■ Exercise requirements ■
Hand back all records exactly, pictures omitted.

Region pointing data:
-*-*-

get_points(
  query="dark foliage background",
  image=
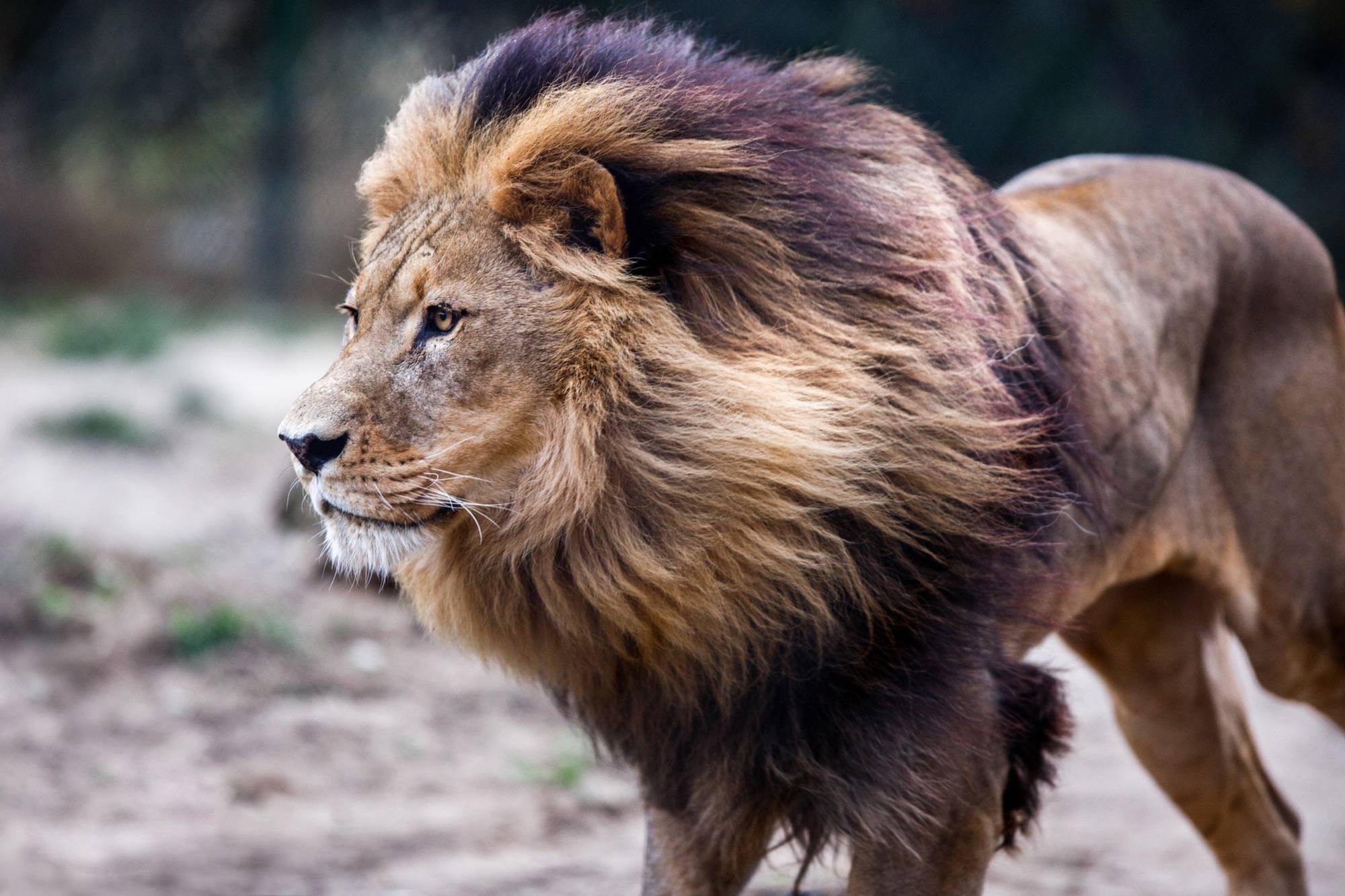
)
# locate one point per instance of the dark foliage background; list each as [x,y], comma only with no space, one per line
[209,147]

-*-*-

■ Finished exercise ■
get_points(
  query="dark foliage background",
  image=
)
# locate one point per instance of the dark foliage background; list each as [x,y], comma only with no space, one per line
[209,147]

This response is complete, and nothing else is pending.